→ Work request: Report how many lines in the entries below have the word "bottle" in them, and give no other words.

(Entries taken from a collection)
# # # # # # #

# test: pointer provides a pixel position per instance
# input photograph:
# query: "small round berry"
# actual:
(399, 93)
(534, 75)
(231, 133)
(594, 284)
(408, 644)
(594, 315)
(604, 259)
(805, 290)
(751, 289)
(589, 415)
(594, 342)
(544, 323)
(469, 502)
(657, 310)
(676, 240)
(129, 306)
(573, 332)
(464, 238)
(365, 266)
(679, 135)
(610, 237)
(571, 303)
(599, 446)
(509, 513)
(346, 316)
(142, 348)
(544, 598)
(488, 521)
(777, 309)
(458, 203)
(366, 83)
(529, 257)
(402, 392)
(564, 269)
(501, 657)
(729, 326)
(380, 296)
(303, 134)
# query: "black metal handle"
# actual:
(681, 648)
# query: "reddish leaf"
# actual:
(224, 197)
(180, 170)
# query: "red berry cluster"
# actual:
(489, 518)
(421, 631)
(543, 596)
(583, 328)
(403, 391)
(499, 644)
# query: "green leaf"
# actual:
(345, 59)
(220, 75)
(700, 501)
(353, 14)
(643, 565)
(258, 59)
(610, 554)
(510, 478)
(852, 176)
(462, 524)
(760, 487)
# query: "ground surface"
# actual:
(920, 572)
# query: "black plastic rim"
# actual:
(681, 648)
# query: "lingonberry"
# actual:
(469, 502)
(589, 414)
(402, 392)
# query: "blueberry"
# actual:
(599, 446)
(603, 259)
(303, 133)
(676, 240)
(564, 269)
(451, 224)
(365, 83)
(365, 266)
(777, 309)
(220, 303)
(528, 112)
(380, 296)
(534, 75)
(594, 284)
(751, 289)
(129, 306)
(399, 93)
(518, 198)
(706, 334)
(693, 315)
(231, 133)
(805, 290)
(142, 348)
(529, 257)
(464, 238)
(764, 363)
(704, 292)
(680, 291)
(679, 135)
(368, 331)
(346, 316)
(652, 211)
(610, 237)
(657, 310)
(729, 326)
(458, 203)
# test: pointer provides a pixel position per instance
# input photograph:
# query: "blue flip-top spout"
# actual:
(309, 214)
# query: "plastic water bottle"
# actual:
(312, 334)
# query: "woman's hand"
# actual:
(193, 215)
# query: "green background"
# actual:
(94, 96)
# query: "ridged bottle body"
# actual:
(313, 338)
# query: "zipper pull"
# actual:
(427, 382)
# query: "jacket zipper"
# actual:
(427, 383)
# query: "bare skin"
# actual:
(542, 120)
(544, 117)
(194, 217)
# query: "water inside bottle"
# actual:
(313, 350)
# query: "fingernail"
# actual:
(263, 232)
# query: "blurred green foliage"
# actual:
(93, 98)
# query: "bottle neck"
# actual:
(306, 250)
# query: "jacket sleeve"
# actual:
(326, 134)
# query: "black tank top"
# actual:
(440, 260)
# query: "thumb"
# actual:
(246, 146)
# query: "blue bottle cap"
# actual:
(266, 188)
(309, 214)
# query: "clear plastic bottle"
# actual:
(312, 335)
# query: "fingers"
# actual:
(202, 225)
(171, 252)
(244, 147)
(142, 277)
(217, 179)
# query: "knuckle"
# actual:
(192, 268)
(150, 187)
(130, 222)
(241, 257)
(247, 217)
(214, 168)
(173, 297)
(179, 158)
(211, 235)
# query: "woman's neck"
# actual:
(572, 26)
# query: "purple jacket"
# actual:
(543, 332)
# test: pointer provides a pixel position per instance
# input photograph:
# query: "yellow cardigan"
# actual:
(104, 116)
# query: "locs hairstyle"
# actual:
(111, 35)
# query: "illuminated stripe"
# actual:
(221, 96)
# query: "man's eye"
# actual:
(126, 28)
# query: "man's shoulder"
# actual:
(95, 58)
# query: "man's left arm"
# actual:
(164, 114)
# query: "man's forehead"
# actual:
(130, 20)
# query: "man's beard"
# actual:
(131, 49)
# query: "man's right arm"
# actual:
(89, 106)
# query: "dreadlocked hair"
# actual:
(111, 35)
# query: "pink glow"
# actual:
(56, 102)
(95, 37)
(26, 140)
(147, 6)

# # # # # # #

→ Output: 6